_DOCUMENT PASSAGE_.
• • • •
While digital grocery had been a growing area of interest for consumers in a pre-COVID-19 world, the pandemic has sent it into overdrive. Looking at the past several weeks of PYMNTS consumer survey data, four times more consumers are buying groceries online instead of going into the grocery store these days.
The reason for that veritable explosion over the last several weeks? Health concerns, largely. Despite the protective measures that many grocery stores have put in place for consumers and staff, two-thirds of consumers we surveyed (66 percent) say they think going to the grocery store puts them at risk of getting the virus.
But according to a recent New York Times report, digital grocery shopping isn’t an option for the roughly 38 million Americans currently collecting benefits from the Supplemental Nutrition Assistance Program (SNAP, formerly known as food stamps). This forces them to walk supermarket aisles nationwide whether they think they’re endangering their safety or not.
• • • •
(Data entries)
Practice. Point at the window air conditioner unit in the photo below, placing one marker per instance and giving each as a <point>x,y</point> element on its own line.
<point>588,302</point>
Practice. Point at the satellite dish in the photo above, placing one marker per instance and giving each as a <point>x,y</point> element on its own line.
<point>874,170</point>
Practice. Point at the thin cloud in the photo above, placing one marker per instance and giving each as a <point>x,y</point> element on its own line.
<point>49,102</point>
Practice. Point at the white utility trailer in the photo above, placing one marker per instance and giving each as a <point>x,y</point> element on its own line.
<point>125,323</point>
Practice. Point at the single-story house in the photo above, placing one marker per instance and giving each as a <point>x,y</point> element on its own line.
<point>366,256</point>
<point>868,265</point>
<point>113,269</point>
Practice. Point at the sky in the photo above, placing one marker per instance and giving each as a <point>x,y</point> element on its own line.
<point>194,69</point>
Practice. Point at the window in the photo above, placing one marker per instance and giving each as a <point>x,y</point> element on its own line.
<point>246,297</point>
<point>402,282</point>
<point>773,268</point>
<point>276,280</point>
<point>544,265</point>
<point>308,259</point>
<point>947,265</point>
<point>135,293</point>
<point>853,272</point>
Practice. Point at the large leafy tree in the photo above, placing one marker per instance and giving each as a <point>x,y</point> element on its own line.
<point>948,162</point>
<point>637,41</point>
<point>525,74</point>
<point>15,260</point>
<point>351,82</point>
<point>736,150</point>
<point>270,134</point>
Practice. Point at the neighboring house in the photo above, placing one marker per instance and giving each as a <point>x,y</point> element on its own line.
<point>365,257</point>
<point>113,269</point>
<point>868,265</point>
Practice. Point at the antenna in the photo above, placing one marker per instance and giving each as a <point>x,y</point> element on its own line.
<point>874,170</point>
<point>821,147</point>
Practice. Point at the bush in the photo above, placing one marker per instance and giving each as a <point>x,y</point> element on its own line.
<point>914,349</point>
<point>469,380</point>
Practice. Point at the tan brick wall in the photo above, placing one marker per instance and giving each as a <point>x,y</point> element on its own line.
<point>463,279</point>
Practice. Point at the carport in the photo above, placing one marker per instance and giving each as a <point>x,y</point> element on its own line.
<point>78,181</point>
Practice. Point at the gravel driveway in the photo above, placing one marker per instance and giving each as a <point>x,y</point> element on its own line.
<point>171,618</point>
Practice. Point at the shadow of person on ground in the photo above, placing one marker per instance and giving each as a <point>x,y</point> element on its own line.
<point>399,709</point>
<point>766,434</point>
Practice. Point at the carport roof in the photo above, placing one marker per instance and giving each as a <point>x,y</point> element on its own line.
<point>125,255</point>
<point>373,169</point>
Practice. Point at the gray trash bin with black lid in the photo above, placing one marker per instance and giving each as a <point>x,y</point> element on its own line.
• • • •
_CHECK YOUR UNDERSTANDING_.
(1) In the passage on online grocery shopping, what share of surveyed consumers think going to the grocery store puts them at risk of getting the virus?
(2) Write out the passage on online grocery shopping from "While digital grocery" to "store these days.", inclusive.
The rows above are not needed for this work.

_SET OF ANSWERS_.
(1) Two-thirds of surveyed consumers (66 percent) think so.

(2)
While digital grocery had been a growing area of interest for consumers in a pre-COVID-19 world, the pandemic has sent it into overdrive. Looking at the past several weeks of PYMNTS consumer survey data, four times more consumers are buying groceries online instead of going into the grocery store these days.